▸ Extracted records
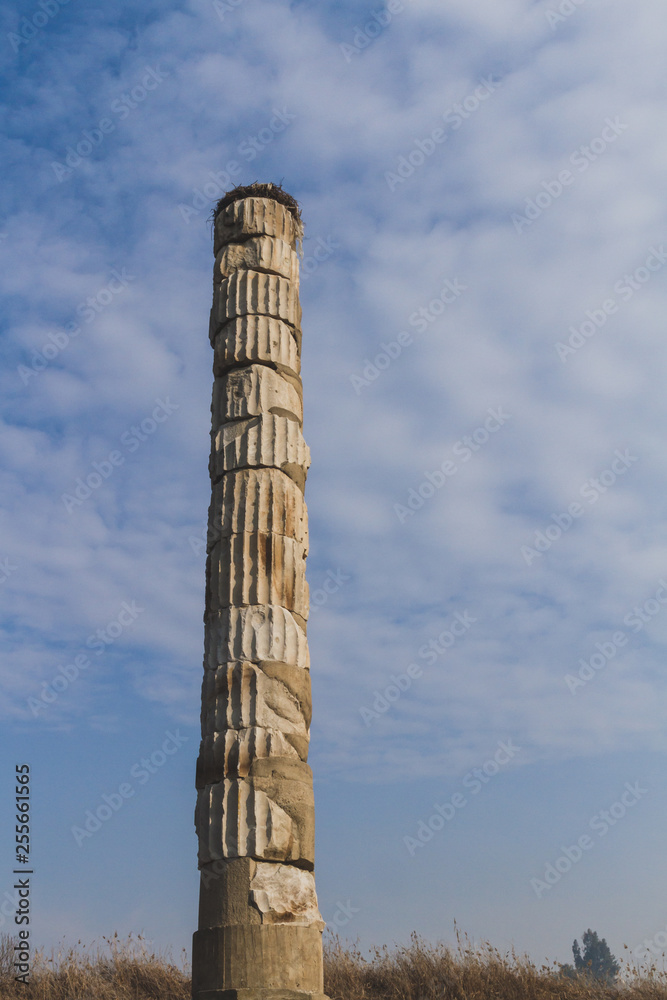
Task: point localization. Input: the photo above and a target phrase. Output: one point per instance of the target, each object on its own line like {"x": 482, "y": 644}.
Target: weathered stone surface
{"x": 252, "y": 391}
{"x": 266, "y": 957}
{"x": 258, "y": 500}
{"x": 256, "y": 293}
{"x": 258, "y": 994}
{"x": 260, "y": 927}
{"x": 255, "y": 217}
{"x": 255, "y": 339}
{"x": 269, "y": 815}
{"x": 259, "y": 634}
{"x": 266, "y": 441}
{"x": 231, "y": 753}
{"x": 224, "y": 893}
{"x": 285, "y": 894}
{"x": 275, "y": 697}
{"x": 257, "y": 568}
{"x": 259, "y": 253}
{"x": 242, "y": 890}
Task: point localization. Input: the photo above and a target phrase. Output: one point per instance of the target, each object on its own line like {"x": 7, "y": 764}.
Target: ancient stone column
{"x": 260, "y": 930}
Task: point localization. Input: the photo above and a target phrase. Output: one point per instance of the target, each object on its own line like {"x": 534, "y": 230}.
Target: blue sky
{"x": 484, "y": 364}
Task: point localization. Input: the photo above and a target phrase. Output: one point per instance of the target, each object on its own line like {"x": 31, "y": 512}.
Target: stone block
{"x": 257, "y": 568}
{"x": 258, "y": 994}
{"x": 264, "y": 957}
{"x": 259, "y": 634}
{"x": 244, "y": 891}
{"x": 258, "y": 500}
{"x": 224, "y": 893}
{"x": 254, "y": 339}
{"x": 230, "y": 754}
{"x": 252, "y": 391}
{"x": 259, "y": 253}
{"x": 268, "y": 816}
{"x": 267, "y": 441}
{"x": 255, "y": 217}
{"x": 256, "y": 293}
{"x": 274, "y": 697}
{"x": 285, "y": 894}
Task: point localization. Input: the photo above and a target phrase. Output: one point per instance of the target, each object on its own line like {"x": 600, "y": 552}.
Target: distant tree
{"x": 595, "y": 960}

▸ Set task
Copy every entry exactly as written. Pictures are excluded.

▸ Reply to the exercise
Task: point localization. Input: the photo above and a target phrase. Output: one point per instance of the target, each object on its own line like {"x": 482, "y": 644}.
Target: weathered stone surface
{"x": 252, "y": 391}
{"x": 266, "y": 957}
{"x": 258, "y": 500}
{"x": 256, "y": 293}
{"x": 258, "y": 994}
{"x": 260, "y": 927}
{"x": 255, "y": 217}
{"x": 255, "y": 339}
{"x": 269, "y": 815}
{"x": 259, "y": 634}
{"x": 266, "y": 441}
{"x": 231, "y": 753}
{"x": 224, "y": 893}
{"x": 285, "y": 894}
{"x": 275, "y": 697}
{"x": 257, "y": 568}
{"x": 259, "y": 253}
{"x": 242, "y": 890}
Task: point localization. Input: the photo above and a target phrase. Output: one point per instance of the target, each object on its own line like {"x": 7, "y": 764}.
Target: ancient stone column
{"x": 260, "y": 930}
Task: point localization. Input: the photo above and a target phrase. Output: one point per instance of the target, each object on its own line like {"x": 534, "y": 230}.
Target: blue sky
{"x": 484, "y": 364}
Task: point localization. Input: the photo above and a target phrase. Output: one point per instance of the target, each object on its own line like {"x": 31, "y": 512}.
Target: stone block
{"x": 257, "y": 568}
{"x": 258, "y": 994}
{"x": 264, "y": 957}
{"x": 259, "y": 634}
{"x": 244, "y": 891}
{"x": 258, "y": 500}
{"x": 224, "y": 893}
{"x": 254, "y": 339}
{"x": 230, "y": 754}
{"x": 252, "y": 391}
{"x": 259, "y": 253}
{"x": 268, "y": 816}
{"x": 267, "y": 441}
{"x": 255, "y": 217}
{"x": 256, "y": 293}
{"x": 274, "y": 697}
{"x": 285, "y": 894}
Task: point localization. Input: the photo above and a target phrase. Output: one point per instance of the target, each object on its own line like {"x": 600, "y": 552}.
Target: distant tree
{"x": 595, "y": 960}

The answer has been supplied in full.